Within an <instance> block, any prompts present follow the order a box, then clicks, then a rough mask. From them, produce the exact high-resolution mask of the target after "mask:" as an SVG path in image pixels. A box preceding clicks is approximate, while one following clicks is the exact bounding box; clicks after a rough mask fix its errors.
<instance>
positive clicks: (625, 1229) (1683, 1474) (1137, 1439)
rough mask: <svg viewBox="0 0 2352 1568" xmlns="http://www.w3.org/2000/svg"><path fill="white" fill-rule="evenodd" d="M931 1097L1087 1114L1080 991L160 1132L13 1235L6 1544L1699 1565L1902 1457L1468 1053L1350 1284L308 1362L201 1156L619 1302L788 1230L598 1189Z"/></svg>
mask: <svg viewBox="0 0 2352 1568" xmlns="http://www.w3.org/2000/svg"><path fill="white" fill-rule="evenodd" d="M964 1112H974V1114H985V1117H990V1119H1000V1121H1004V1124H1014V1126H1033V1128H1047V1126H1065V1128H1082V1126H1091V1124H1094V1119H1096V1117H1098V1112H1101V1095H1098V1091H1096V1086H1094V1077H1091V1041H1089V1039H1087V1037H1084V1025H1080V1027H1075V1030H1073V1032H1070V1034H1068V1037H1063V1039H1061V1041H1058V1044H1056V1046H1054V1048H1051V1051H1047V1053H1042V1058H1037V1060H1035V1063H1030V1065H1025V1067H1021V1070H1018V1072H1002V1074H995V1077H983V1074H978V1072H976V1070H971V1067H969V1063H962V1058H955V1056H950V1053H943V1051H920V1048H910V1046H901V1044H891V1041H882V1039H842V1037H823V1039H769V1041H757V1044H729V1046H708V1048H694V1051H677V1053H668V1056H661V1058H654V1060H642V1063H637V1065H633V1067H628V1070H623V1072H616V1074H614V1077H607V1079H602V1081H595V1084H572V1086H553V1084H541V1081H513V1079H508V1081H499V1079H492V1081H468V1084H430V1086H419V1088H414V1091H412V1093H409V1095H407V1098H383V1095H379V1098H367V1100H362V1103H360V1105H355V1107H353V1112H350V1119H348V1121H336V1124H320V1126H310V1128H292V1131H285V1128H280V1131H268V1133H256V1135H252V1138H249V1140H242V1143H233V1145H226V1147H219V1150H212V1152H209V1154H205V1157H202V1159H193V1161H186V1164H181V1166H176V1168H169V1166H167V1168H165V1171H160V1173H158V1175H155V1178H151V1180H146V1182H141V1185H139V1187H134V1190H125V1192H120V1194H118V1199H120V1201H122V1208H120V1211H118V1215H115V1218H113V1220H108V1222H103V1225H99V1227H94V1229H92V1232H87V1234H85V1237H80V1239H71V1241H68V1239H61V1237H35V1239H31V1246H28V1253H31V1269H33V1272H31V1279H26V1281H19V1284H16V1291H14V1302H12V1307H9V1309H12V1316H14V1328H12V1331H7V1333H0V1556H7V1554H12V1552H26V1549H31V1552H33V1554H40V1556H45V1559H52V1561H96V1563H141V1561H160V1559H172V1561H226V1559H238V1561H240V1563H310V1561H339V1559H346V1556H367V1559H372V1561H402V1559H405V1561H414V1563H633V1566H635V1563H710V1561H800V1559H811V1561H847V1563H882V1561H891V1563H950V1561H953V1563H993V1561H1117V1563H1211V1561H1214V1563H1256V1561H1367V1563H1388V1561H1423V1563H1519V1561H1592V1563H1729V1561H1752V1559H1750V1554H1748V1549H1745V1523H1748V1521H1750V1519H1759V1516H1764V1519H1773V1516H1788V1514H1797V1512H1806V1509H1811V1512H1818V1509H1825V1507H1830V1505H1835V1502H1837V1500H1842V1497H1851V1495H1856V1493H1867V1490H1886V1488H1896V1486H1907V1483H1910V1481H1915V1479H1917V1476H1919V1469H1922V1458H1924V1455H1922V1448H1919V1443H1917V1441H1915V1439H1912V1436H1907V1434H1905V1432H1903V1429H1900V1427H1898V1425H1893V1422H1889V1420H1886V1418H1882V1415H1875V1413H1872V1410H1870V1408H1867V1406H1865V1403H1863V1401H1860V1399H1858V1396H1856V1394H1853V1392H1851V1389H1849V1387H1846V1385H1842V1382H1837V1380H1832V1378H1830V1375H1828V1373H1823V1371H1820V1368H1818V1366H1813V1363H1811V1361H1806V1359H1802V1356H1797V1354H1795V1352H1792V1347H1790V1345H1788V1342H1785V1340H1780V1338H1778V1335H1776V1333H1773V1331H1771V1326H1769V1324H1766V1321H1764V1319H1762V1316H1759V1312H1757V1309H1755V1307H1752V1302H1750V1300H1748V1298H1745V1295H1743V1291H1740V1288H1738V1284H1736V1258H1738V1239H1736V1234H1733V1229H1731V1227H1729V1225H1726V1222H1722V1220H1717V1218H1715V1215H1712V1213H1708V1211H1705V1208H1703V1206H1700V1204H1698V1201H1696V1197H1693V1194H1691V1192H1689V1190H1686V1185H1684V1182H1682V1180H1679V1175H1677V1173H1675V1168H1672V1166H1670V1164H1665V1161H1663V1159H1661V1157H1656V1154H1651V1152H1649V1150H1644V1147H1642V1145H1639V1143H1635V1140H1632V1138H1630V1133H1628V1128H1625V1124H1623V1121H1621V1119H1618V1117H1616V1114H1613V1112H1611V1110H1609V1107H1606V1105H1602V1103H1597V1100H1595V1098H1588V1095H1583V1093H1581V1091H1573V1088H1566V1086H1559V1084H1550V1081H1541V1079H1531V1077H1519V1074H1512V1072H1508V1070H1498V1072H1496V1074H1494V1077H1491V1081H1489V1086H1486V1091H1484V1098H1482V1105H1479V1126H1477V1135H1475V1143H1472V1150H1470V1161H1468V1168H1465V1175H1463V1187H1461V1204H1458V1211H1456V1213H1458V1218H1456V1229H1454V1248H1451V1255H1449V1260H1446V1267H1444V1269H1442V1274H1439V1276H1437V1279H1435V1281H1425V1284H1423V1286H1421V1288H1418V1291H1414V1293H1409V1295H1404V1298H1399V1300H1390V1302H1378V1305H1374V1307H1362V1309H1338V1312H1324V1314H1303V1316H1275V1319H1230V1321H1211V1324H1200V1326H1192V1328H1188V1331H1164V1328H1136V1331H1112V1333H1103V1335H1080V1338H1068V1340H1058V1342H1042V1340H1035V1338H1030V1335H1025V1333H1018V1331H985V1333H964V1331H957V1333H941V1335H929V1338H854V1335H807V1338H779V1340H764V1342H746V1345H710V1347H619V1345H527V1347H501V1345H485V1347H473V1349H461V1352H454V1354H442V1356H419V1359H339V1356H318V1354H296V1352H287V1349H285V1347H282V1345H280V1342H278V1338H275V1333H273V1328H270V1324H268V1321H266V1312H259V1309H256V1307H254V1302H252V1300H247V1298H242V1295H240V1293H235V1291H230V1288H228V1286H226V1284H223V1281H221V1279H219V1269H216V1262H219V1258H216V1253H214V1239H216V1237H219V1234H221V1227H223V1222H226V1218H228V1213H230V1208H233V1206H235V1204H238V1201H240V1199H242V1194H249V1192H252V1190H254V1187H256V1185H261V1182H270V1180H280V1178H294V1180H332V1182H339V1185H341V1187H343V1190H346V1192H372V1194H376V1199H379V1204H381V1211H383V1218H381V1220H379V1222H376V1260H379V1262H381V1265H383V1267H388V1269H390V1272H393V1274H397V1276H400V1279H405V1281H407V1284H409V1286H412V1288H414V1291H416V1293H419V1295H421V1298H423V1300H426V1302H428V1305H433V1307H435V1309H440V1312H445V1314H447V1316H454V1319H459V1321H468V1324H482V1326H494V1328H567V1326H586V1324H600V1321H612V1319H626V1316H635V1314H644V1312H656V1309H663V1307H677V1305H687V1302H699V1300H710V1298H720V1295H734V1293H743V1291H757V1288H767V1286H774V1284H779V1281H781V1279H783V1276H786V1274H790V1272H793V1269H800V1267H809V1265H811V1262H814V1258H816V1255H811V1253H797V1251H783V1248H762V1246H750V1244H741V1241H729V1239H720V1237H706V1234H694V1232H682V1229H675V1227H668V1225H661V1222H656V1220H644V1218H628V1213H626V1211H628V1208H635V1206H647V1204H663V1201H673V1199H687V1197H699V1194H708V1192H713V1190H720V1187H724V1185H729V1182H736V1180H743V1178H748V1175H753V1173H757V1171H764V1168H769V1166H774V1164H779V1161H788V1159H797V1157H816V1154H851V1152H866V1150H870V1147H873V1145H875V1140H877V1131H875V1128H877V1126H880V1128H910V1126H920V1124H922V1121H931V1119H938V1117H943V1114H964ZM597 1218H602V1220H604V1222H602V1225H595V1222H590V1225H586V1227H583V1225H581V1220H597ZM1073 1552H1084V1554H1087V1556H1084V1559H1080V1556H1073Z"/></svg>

============================================================

• EXERCISE
Copy in full every line of the data that contains the string "instance". Letter case counts.

• EXPECTED OUTPUT
Within an <instance> block, any prompts present follow the order a box, then clicks, then a rough mask. From them, produce the exact high-resolution mask of the target after "mask:" as an SVG path in image pixels. A box preceding clicks is approximate, while one following clicks is the exact bounding box; clicks after a rough mask fix its errors.
<instance>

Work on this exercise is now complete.